How often do you find yourself introducing your codebase to a new teammate, and you can’t quite remember why you did something one way, but you’re really sure there was a good reason for it?
Or perhaps you’re trying to explain the architecture of your software, and the best you can come up with is, “Well, that’s the way it’s always been, I guess?”
An architectural decision record provides that history by acting as a collection of architecturally significant decisions, in a succinct, structured format, which describes exactly how something changed at a given point in time. They provide a way to understand how and why an architecture has evolved as it has grown.
How do you make architectural decisions?
Here is a common scenario when it comes to making architectural decisions.
First, somebody proposes a new idea. If you’re lucky, this is written down somewhere, and shown to your team, but maybe it’s just shouted out in a meeting instead. After some discussion, somebody else takes the general consensus in order to distill down all the input from your team to determine the preferred approach to the problem.
Next, someone else implements it. Often the person proposing the idea is not the same person that implements it, especially if the idea is so large that one person cannot actually implement it on their own.
And finally, after the changes get approved and merged, you’re done!1
This process leaves your team with the potential for architectural amnesia, because there is nothing which records the decision that was actually made, and furthermore, nothing to refer to when trying to understand or remember why that decision was made. This means that you’re leaving any future developer with the following options when they look at your architecture:
They can either:
- Say: “Well, I don’t understand it, but the author seems pretty smart, so I’ll do what they did.”
- Say: “Well, I don’t understand it, but the author seems pretty dumb, so I’ll do something different than what they did.”
- Hopelessly wander through outdated docs, old emails and chat archives for a while, and then just choose one of the above.
None of these leave you or your teammates in a good place to continue making significant architectural decisions.
What about RFCs? RFCs are great!
Some teams might say, “We don’t need anything else because we already have a Request For Comments process, just like the Internet Engineering Task Force!”
First of all, if you’re using an RFC process internally, I’m sure you’re not creating anything nearly as meticulous or detailed as the IETF.2 But that’s ok! If you’re currently using RFCs in your workflow, you should keep doing that, because RFCs are great.

###

- [EXERCISE 1]: According to the passage on architectural decision records, why does the common decision-making process leave a team open to "architectural amnesia"? Answer in one to three sentences.
- [EXERCISE 2]: Extract every line of the records below verbatim, and omit the pictures from your answer.

- [SUPPLIED RECORDS]:

###

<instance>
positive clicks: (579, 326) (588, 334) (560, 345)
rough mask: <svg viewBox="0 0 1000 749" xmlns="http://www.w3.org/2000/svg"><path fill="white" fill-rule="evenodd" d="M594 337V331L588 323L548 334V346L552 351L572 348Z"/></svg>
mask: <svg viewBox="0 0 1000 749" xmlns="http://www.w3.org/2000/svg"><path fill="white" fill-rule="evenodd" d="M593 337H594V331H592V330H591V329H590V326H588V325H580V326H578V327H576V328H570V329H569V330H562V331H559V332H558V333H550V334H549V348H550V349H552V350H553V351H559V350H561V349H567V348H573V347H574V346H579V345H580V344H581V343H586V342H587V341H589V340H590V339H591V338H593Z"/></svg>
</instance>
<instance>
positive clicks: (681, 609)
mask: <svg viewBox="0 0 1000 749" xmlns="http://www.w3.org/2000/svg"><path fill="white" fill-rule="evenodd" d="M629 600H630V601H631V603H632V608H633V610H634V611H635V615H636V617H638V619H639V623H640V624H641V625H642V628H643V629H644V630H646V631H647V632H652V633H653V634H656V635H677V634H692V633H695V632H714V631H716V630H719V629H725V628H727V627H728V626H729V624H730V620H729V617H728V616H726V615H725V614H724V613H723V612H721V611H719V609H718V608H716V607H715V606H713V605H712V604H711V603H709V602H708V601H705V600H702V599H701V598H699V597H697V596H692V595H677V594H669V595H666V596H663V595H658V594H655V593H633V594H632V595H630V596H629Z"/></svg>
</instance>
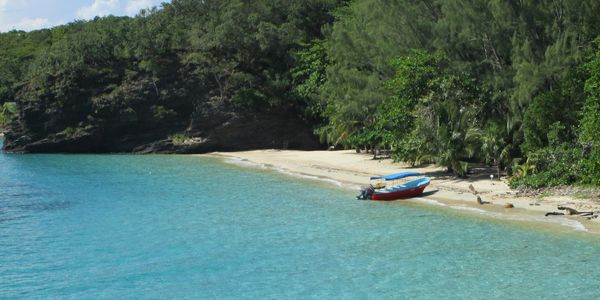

###

- [YOUR SOLUTION 1]: Nothing in that process records the decision that was actually made. There is also nothing to consult later to understand or remember why the decision was made.

- [YOUR SOLUTION 2]:
<instance>
positive clicks: (579, 326) (588, 334) (560, 345)
rough mask: <svg viewBox="0 0 1000 749" xmlns="http://www.w3.org/2000/svg"><path fill="white" fill-rule="evenodd" d="M594 337V331L588 323L548 334V346L552 351L572 348Z"/></svg>
mask: <svg viewBox="0 0 1000 749" xmlns="http://www.w3.org/2000/svg"><path fill="white" fill-rule="evenodd" d="M593 337H594V331H592V330H591V329H590V326H588V325H580V326H578V327H576V328H570V329H569V330H562V331H559V332H558V333H550V334H549V348H550V349H552V350H553V351H559V350H561V349H567V348H573V347H574V346H579V345H580V344H581V343H586V342H587V341H589V340H590V339H591V338H593Z"/></svg>
</instance>
<instance>
positive clicks: (681, 609)
mask: <svg viewBox="0 0 1000 749" xmlns="http://www.w3.org/2000/svg"><path fill="white" fill-rule="evenodd" d="M629 600H630V601H631V603H632V608H633V610H634V611H635V615H636V617H638V619H639V623H640V624H641V625H642V628H643V629H644V630H646V631H647V632H652V633H653V634H656V635H677V634H692V633H695V632H714V631H716V630H719V629H725V628H727V627H728V626H729V624H730V620H729V617H728V616H726V615H725V614H724V613H723V612H721V611H719V609H718V608H716V607H715V606H713V605H712V604H711V603H709V602H708V601H705V600H702V599H701V598H699V597H697V596H692V595H677V594H669V595H666V596H663V595H658V594H655V593H633V594H632V595H630V596H629Z"/></svg>
</instance>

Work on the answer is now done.